### RECORDS TO PROCESS
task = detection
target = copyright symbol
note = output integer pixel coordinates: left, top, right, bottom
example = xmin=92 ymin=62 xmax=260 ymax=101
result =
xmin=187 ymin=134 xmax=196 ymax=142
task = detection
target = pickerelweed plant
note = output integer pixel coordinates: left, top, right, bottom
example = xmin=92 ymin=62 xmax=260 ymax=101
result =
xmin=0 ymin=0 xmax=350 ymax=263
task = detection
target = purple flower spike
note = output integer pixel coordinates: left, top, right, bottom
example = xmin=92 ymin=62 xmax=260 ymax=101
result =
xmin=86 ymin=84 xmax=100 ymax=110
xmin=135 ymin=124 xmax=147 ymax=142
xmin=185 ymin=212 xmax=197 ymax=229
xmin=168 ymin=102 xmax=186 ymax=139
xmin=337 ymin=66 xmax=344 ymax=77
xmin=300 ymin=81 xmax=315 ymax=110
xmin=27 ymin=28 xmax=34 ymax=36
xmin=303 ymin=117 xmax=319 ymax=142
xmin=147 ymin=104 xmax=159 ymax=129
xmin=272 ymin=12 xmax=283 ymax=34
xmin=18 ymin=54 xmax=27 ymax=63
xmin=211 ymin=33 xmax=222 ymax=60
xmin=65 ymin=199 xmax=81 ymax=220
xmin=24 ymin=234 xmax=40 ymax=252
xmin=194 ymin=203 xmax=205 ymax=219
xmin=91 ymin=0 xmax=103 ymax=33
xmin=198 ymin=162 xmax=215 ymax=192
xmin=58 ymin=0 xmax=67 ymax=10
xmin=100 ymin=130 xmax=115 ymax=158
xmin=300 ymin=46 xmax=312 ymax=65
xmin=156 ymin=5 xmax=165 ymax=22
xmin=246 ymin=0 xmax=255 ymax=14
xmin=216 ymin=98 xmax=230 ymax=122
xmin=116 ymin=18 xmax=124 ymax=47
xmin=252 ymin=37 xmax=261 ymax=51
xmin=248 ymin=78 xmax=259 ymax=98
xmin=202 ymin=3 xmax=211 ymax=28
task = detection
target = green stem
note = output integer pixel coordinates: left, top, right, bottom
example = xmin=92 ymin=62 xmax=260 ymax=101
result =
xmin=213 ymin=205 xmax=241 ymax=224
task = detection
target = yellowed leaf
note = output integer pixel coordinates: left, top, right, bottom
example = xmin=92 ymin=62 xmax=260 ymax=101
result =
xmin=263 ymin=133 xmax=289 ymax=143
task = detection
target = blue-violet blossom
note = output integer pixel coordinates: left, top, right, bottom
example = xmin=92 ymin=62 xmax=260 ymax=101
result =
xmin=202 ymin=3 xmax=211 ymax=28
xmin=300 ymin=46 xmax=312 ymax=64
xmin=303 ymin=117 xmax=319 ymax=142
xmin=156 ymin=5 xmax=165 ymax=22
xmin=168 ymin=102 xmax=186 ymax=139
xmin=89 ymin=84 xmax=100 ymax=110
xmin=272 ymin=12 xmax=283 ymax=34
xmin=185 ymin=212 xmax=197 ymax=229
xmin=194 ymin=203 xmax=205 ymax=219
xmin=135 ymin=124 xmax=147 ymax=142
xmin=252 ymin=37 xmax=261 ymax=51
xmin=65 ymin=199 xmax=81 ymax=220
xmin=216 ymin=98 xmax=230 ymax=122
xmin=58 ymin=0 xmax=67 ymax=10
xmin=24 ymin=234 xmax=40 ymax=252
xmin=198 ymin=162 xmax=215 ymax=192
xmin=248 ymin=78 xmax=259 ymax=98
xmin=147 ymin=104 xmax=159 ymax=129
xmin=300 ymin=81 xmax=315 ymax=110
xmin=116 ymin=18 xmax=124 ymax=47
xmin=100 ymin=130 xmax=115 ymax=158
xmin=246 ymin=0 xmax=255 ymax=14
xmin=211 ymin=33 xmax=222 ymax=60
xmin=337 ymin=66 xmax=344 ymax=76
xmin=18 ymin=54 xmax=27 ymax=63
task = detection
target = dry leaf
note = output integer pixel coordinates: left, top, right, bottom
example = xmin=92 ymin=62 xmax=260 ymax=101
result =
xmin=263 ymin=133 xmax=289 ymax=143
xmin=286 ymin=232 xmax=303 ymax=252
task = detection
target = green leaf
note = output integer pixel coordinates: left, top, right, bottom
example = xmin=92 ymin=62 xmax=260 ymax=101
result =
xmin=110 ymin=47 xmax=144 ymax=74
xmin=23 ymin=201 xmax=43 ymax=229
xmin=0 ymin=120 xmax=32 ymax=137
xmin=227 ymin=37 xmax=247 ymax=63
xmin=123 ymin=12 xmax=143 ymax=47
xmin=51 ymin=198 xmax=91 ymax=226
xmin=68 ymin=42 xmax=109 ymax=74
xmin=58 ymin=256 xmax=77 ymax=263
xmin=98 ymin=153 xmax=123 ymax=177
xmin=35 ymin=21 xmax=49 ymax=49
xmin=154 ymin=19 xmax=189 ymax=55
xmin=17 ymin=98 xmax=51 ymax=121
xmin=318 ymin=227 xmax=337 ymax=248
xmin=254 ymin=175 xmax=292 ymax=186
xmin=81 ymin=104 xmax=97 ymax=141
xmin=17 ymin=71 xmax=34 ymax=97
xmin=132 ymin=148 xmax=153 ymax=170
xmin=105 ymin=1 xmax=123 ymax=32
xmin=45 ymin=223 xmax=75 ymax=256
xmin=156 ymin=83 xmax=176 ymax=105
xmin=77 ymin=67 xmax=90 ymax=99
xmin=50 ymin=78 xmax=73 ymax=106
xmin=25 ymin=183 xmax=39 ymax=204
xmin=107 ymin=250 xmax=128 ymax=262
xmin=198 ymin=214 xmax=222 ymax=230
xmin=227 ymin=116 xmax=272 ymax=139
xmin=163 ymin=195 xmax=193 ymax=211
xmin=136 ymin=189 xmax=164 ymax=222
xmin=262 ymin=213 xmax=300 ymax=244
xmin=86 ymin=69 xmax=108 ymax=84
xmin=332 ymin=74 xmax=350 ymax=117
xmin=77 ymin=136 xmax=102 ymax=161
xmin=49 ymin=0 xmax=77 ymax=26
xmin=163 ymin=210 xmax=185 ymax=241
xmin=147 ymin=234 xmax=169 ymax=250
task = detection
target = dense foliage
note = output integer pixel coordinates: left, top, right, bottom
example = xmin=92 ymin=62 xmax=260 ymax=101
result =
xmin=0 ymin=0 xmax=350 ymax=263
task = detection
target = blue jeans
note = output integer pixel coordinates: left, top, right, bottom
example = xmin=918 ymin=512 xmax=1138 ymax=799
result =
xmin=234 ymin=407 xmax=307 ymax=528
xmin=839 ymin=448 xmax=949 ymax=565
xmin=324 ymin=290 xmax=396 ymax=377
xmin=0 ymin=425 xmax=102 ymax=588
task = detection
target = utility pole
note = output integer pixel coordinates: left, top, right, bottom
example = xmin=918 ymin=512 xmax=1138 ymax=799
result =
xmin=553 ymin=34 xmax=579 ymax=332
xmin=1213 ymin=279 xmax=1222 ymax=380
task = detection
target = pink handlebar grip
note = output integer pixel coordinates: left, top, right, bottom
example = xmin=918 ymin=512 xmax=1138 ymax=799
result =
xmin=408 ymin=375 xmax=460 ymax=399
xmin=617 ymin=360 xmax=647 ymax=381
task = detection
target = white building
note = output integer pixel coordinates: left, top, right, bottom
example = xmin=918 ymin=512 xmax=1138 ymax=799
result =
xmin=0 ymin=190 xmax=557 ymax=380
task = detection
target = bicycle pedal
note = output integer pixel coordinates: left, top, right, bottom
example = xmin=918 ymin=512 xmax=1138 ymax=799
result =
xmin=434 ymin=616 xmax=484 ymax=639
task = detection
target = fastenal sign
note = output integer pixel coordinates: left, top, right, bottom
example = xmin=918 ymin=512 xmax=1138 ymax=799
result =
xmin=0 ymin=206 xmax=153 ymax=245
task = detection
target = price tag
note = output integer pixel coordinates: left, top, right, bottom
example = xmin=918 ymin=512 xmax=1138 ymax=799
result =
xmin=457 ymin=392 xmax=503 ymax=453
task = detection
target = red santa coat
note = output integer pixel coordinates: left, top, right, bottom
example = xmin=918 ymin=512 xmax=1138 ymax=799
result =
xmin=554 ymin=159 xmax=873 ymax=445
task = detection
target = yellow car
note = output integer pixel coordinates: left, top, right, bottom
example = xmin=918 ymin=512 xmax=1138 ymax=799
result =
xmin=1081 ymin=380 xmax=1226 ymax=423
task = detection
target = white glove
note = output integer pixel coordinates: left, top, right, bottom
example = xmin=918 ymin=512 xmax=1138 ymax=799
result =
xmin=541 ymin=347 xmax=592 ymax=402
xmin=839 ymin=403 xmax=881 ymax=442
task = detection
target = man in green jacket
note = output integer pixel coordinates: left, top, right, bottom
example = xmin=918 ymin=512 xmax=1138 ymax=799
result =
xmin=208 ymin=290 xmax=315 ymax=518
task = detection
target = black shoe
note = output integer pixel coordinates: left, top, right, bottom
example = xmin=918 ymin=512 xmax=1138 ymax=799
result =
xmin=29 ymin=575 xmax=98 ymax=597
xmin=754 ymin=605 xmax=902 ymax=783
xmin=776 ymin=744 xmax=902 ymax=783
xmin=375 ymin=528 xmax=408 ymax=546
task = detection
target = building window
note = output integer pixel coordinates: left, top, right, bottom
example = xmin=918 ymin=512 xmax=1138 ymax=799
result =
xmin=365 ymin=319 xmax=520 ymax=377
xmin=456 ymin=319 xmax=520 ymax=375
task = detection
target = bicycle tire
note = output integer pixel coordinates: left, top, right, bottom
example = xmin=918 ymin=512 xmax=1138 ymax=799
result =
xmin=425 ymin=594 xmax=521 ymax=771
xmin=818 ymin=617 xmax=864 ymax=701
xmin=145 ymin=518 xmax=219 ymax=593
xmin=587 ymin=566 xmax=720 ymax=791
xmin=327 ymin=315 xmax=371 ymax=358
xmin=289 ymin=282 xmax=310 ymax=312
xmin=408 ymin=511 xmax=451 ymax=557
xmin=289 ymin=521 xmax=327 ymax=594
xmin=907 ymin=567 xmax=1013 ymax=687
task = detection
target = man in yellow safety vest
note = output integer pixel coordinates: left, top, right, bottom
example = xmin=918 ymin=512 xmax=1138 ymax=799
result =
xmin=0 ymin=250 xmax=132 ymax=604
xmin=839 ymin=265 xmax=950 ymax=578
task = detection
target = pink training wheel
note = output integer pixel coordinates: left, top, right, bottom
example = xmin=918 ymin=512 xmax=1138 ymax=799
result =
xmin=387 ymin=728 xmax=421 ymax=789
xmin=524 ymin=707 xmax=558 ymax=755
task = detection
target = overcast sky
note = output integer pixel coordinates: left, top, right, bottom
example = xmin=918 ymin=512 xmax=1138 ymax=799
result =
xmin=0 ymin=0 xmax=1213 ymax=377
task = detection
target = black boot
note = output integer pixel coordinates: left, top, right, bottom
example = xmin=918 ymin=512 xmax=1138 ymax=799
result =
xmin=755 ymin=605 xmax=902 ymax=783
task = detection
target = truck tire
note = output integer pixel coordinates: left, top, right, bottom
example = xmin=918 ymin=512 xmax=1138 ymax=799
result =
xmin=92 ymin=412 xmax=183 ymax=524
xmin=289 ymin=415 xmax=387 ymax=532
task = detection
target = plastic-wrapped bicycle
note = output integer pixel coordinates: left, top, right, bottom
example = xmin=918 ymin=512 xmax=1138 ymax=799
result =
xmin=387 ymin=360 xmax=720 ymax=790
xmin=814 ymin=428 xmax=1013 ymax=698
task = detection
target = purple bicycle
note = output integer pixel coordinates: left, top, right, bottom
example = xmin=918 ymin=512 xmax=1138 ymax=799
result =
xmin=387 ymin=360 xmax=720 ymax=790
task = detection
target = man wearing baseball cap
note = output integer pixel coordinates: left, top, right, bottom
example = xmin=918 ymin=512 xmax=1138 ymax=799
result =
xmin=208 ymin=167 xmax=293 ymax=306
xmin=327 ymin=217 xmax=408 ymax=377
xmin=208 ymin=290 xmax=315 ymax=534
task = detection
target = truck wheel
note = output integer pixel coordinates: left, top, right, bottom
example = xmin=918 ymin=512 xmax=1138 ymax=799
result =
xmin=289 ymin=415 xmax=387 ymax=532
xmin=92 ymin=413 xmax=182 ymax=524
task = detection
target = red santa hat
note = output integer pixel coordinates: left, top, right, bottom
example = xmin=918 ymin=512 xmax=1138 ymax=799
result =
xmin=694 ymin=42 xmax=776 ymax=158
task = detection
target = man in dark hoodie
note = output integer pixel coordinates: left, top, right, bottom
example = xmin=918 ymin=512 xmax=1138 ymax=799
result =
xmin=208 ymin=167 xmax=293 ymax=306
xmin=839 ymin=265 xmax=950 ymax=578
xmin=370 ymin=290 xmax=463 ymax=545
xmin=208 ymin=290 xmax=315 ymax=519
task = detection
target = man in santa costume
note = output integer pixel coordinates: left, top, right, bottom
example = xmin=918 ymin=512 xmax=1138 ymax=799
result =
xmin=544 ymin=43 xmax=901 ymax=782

### WHAT YOU SHOULD DO
Count the lines of the data above that contain the word "green", and give only the number.

### FINAL RESULT
3